### Text passage:
* * * * * * * * *
UN Essentials or Reinventing the Wheel: Rising Powers and the Decline of Trilateralism in Middle East Peace-Making

Abstract

Amid a protracted array of efforts to secure a resolution of the Israeli-Palestinian question and the related wider Arab-Israeli conflict, the search for justice still forms a core element of the challenges facing the international community. While the traditional negotiating template centred on United Nations resolutions and international law has been somewhat sidelined since 1967 in favour of peace talks framed by a trilateralist model 'bilateral Arab-Israeli talks, unilaterally overseen by the US,' a series of failed initiatives (notably, the Oslo Accords, and the Quartet's Road Map) to resolve comprehensively one of the longest running and destabilising issues in global affairs, has not only witnessed a growing impatience towards trilateralism among many leading states, but generated an increasing expression of concern questioning the sustainability of the substantial long-term economic aid and development programmes typically underpinning the US-led approaches to Middle East peace-making. This paper explores whether the moment has perhaps produced a consensus for a reassessment of the trilateralist approach with a view to a return to the multilateralist system introduced in UN Charter at the conclusion of the last global catastrophe in 1945. Or alternatively, whether the diplomatic vacuum left by a general wold-wide fatigue and an escalating funding crises posed by new refugees from low-intensity conflicts can be met by rising powers like China, particularly as the customary sources of financial support from the European Union and regional Arab Gulf donors look to be in abeyance.
* * * * * * * * *
### Request 1:
Which two failed initiatives does the abstract on Middle East peace-making name as examples?
### Request 2:
Repeat word for word everything in the records from the line containing "If you would be willing to indicate the murky" down to the end of the records.

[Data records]
* * * * * * * * *
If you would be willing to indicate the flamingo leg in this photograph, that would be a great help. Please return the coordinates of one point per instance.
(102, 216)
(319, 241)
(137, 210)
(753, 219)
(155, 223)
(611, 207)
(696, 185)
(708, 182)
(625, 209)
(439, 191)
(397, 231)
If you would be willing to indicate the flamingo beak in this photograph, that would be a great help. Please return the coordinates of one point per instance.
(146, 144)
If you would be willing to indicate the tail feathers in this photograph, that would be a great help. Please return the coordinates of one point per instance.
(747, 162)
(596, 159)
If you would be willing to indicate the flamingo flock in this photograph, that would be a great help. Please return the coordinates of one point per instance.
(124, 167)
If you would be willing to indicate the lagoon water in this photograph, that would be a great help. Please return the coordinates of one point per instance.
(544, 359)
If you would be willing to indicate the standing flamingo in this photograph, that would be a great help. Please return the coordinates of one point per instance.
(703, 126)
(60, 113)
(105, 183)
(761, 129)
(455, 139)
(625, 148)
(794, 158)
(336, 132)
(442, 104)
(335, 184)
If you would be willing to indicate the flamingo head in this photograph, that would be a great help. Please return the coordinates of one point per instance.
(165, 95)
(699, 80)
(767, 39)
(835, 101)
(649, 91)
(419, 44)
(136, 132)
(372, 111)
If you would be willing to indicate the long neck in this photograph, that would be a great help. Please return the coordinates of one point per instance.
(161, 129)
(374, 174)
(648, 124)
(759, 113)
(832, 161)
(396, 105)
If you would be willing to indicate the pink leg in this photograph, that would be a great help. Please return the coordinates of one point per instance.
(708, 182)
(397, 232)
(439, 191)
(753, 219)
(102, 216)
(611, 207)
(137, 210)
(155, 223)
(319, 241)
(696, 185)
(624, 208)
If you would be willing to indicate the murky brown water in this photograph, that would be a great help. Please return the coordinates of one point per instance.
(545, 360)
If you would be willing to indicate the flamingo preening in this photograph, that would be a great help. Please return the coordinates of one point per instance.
* * * * * * * * *
### Answer 1:
The Oslo Accords and the Quartet's Road Map.

### Answer 2:
If you would be willing to indicate the murky brown water in this photograph, that would be a great help. Please return the coordinates of one point per instance.
(545, 360)
If you would be willing to indicate the flamingo preening in this photograph, that would be a great help. Please return the coordinates of one point per instance.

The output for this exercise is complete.